Provided data:
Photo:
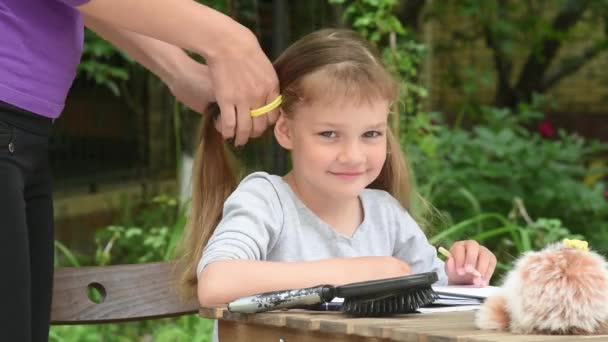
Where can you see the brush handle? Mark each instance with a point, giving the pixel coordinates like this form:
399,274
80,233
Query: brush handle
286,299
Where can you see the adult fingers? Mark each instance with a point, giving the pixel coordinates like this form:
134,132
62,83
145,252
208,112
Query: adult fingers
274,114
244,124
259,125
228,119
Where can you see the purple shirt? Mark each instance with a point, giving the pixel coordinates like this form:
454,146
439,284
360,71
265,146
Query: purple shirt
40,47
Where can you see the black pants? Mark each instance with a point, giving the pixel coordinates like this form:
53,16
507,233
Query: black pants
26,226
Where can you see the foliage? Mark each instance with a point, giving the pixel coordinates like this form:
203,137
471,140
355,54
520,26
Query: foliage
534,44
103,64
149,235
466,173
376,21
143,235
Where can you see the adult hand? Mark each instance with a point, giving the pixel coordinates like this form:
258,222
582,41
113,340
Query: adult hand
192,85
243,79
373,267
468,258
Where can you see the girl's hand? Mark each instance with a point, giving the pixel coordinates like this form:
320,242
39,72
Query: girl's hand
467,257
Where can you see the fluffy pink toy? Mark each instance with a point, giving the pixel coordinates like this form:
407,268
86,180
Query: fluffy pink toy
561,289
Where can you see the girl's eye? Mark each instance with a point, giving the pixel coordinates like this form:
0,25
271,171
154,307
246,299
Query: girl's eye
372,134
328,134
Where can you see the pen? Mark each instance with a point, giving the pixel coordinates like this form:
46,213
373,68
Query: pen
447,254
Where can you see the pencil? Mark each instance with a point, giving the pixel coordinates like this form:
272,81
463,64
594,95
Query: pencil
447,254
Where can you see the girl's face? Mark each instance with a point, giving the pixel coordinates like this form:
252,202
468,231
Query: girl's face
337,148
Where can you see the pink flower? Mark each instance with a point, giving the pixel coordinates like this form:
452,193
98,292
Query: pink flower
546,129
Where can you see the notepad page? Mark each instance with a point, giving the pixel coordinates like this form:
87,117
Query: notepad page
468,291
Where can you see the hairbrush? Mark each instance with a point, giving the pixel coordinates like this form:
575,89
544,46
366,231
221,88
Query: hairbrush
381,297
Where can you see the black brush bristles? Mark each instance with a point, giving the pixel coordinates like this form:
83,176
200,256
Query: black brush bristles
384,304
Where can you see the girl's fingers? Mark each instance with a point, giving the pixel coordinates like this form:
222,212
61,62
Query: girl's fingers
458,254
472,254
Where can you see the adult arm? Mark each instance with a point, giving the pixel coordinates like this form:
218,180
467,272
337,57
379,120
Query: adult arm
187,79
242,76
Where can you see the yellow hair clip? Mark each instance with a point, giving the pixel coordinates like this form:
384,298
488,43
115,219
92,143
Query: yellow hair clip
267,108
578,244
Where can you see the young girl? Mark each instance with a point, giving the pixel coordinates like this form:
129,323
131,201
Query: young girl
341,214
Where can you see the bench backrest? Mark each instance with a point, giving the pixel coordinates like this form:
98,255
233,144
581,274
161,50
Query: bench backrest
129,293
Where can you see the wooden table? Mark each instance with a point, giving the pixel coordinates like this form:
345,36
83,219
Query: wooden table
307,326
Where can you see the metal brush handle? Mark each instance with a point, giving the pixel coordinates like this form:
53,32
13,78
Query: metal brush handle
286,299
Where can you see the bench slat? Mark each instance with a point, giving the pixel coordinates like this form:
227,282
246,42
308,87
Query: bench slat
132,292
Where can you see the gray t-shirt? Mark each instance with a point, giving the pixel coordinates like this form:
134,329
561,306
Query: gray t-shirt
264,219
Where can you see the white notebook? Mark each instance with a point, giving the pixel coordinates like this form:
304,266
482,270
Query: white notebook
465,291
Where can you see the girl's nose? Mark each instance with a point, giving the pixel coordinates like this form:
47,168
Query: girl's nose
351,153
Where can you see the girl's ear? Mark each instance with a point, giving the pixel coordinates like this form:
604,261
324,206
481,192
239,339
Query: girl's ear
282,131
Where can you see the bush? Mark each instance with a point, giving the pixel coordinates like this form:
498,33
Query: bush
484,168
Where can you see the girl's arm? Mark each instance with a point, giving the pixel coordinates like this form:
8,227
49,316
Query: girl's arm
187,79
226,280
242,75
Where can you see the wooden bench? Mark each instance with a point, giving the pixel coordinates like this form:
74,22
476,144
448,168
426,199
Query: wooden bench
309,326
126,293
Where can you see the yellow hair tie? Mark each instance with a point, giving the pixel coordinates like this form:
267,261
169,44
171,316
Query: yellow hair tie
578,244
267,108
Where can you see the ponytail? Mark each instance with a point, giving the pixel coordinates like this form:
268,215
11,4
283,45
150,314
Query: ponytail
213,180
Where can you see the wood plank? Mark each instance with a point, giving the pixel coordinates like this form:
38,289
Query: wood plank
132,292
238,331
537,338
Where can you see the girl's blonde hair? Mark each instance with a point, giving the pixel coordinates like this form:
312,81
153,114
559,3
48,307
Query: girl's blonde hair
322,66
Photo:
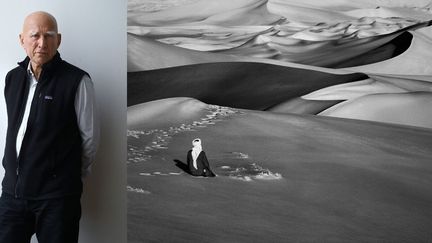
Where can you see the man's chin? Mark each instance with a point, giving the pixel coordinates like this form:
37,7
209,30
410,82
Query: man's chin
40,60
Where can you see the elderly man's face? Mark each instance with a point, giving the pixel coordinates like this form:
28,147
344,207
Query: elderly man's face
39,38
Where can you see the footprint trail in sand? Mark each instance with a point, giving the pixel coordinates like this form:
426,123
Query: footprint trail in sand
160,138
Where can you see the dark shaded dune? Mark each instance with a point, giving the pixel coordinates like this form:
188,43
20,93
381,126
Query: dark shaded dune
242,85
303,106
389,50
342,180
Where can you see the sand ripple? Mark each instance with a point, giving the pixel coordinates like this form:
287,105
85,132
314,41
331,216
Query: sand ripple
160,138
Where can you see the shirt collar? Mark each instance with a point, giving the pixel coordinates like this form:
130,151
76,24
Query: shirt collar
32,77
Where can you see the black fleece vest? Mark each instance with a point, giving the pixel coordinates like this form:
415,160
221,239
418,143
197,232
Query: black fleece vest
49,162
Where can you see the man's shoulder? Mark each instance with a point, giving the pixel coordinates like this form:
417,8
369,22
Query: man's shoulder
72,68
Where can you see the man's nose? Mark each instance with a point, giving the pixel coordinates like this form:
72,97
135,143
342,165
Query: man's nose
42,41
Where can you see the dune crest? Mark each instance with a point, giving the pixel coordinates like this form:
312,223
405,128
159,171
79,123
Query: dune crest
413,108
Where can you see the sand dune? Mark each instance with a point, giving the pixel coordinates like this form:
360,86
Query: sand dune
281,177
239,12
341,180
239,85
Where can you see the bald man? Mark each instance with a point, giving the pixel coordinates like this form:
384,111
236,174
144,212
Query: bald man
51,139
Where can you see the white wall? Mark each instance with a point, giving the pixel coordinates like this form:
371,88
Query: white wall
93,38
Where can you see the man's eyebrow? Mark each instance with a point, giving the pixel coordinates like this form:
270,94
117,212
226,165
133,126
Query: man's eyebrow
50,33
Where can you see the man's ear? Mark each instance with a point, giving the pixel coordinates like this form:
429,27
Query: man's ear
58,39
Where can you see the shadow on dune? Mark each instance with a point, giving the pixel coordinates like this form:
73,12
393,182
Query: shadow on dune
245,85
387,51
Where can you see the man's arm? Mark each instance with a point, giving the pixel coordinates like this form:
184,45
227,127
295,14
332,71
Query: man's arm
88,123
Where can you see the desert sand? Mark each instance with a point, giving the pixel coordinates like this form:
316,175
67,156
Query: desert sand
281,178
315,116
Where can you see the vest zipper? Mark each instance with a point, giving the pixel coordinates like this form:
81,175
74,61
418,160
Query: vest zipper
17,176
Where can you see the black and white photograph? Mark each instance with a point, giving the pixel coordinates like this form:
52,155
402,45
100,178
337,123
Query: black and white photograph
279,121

Aim:
Please lay out the records from the line containing "Where can you see the dune" through the end of the records as a Markdown table with the columns Row and Line, numbering each row and skipping blank lines.

Answer to this problem:
| Row | Line |
|---|---|
| 1 | Where can you see the dune crest? Mark each instance with a point, giving the pixel coordinates like this form: |
| 2 | 312,223 |
| 3 | 405,128 |
| 4 | 159,171 |
| 5 | 79,123 |
| 6 | Query: dune crest |
| 7 | 413,108 |
| 8 | Where can you see the sand dune? Mark each instance with a point, giving the pixel coordinates like this form: |
| 9 | 360,86 |
| 10 | Query: sand dune |
| 11 | 281,177 |
| 12 | 239,12 |
| 13 | 341,180 |
| 14 | 239,85 |
| 15 | Where can you see the bald man? Mark each instance with a point, giving the pixel coordinates like this form: |
| 16 | 384,111 |
| 17 | 236,174 |
| 18 | 144,212 |
| 19 | Query: bald man |
| 20 | 51,139 |
| 21 | Where can you see the white wall? Mark each instance with a point, giving the pixel coordinates like this form: |
| 22 | 371,88 |
| 23 | Query: white wall |
| 24 | 93,38 |
| 25 | Where can you see the man's eyebrow? Mark each instance with a point, giving the pixel coordinates like this form: |
| 26 | 270,94 |
| 27 | 117,212 |
| 28 | 226,165 |
| 29 | 133,126 |
| 30 | Query: man's eyebrow |
| 31 | 50,33 |
| 32 | Where can you see the man's ear? Mark each instance with a point, giving the pixel coordinates like this form: |
| 33 | 429,27 |
| 34 | Query: man's ear |
| 35 | 58,39 |
| 36 | Where can you see the shadow on dune? Mark each instance with a point, giving the pixel coordinates like this form: |
| 37 | 73,12 |
| 38 | 393,182 |
| 39 | Query: shadow on dune |
| 40 | 245,85 |
| 41 | 387,51 |
| 42 | Where can you see the man's arm? Mark each instance with a point, giving the pixel coordinates like this form: |
| 43 | 184,45 |
| 44 | 227,127 |
| 45 | 295,14 |
| 46 | 332,71 |
| 47 | Query: man's arm |
| 48 | 88,123 |
| 49 | Where can you see the desert sand? Mark each instance with a point, giving the pixel coordinates like this form: |
| 50 | 316,175 |
| 51 | 67,156 |
| 52 | Query: desert sand |
| 53 | 281,178 |
| 54 | 315,116 |
| 55 | Where can you see the vest zipper? Mark each instance with a point, giving the pixel coordinates like this form: |
| 56 | 81,175 |
| 57 | 74,61 |
| 58 | 418,160 |
| 59 | Query: vest zipper |
| 60 | 17,176 |
| 61 | Where can you see the black and white photograph? Mark each instance with a point, giving the pixel coordinates like this form: |
| 62 | 52,155 |
| 63 | 402,45 |
| 64 | 100,178 |
| 65 | 337,123 |
| 66 | Query: black and white photograph |
| 67 | 279,121 |